Goal: Set out the material below as a Markdown table with the columns "No." and "Text", giving each line its own numbered row and skipping blank lines. Omit the pictures.

Exercise materials:
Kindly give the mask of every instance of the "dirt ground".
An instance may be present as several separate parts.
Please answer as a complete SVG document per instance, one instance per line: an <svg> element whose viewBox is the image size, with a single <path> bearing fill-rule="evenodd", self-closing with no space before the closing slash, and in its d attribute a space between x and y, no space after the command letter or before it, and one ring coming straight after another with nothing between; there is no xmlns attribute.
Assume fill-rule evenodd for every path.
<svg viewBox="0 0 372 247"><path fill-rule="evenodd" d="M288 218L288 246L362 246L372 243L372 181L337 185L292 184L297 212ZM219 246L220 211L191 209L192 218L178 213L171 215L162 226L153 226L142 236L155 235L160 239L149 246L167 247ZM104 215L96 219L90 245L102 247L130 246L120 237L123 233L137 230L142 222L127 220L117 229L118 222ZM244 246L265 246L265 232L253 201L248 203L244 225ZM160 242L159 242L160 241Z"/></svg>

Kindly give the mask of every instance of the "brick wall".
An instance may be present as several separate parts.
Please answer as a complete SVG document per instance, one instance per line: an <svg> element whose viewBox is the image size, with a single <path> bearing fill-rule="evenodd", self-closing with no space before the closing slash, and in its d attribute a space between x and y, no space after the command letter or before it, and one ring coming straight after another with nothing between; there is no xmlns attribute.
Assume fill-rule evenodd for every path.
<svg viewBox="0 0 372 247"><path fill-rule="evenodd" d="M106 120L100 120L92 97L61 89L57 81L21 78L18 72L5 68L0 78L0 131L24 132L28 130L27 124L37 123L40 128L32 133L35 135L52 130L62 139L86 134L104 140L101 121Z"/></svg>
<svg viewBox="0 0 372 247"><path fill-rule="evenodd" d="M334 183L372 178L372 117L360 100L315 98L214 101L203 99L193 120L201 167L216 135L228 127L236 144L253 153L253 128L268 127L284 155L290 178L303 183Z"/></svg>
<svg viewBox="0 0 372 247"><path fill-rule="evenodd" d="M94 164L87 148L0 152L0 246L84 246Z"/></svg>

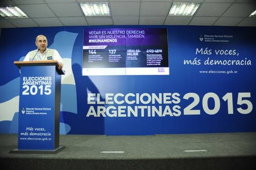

Written answer:
| No. | Text |
|---|---|
| 1 | Kindly give the mask of every instance of the "dirt ground". |
| 2 | An instance may be present as several separate parts. |
| 3 | Please answer as a complete SVG document per instance, one instance per line: an <svg> element whose viewBox is the image size, with a single <path> bearing fill-rule="evenodd", self-closing with no space before the closing slash, and in its d attribute a space between x and y, no space after the command letter or before it, and one ring coming straight after another with nothing between; there is no xmlns attribute. |
| 4 | Assume fill-rule evenodd for every path. |
| 5 | <svg viewBox="0 0 372 247"><path fill-rule="evenodd" d="M288 218L288 246L362 246L372 243L372 181L337 185L292 184L297 212ZM219 246L220 211L191 209L192 218L178 213L171 215L162 226L153 226L142 236L155 235L160 239L149 246L167 247ZM104 215L96 219L90 245L102 247L130 246L120 237L123 233L137 230L142 222L127 220L117 229L118 222ZM244 246L265 246L265 232L253 201L248 203L244 225ZM160 242L159 242L160 241Z"/></svg> |
| 6 | Kindly give the mask of every instance of the "brick wall". |
| 7 | An instance may be present as several separate parts. |
| 8 | Please answer as a complete SVG document per instance, one instance per line: an <svg> element whose viewBox is the image size, with a single <path> bearing fill-rule="evenodd", self-closing with no space before the closing slash, and in its d attribute a space between x and y, no space after the command letter or before it, and one ring coming straight after another with nothing between; there is no xmlns attribute. |
| 9 | Assume fill-rule evenodd for every path. |
| 10 | <svg viewBox="0 0 372 247"><path fill-rule="evenodd" d="M106 120L100 120L92 97L61 89L57 81L21 78L18 72L5 68L0 78L0 131L24 132L28 130L27 124L37 123L40 128L32 133L35 135L52 130L62 139L86 134L104 140L101 121Z"/></svg> |
| 11 | <svg viewBox="0 0 372 247"><path fill-rule="evenodd" d="M334 183L372 178L372 117L360 100L315 98L214 101L203 99L193 120L201 167L216 135L228 127L236 144L253 153L253 128L268 127L284 155L290 178L303 183Z"/></svg> |
| 12 | <svg viewBox="0 0 372 247"><path fill-rule="evenodd" d="M94 164L87 148L0 152L0 246L84 246Z"/></svg> |